▸ **DATA TO PROCESS**:
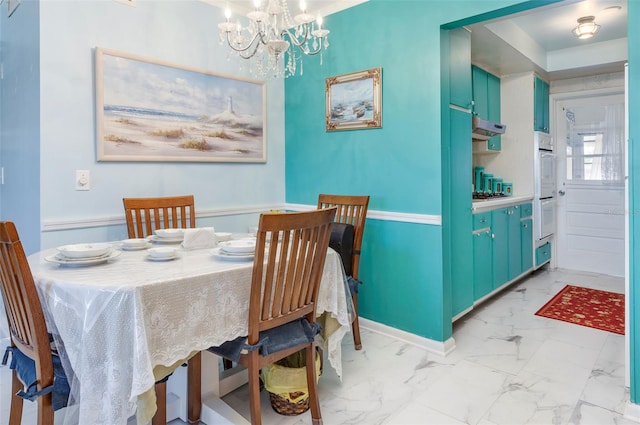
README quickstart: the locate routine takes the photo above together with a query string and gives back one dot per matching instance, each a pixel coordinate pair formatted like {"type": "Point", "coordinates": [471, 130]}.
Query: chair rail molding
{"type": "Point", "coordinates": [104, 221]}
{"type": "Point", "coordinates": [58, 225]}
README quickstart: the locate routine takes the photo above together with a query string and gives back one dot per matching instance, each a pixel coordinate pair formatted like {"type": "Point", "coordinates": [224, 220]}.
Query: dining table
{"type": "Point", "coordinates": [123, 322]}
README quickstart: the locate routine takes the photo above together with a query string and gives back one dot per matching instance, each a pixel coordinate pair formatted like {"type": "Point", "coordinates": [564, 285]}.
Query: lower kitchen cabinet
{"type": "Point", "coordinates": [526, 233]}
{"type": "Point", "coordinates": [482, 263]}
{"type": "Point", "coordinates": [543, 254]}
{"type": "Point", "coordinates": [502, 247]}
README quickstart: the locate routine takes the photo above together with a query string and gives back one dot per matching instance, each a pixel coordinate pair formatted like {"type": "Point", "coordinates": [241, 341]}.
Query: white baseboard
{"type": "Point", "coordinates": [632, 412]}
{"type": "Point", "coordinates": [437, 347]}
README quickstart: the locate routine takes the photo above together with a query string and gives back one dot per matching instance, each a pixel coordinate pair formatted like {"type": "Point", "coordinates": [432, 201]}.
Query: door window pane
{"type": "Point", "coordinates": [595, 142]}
--
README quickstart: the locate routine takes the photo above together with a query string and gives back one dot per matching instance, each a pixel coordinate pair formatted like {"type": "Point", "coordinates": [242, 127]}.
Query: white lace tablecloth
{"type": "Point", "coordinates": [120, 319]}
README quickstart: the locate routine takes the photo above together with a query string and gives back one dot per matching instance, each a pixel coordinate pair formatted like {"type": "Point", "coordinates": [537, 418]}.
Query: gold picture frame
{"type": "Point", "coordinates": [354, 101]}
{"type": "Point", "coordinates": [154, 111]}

▸ **REQUEST**: How many lines in the records contain the word "white"? Reply with the number alone.

▸ **RESPONSE TO THIS EXERCISE**: 2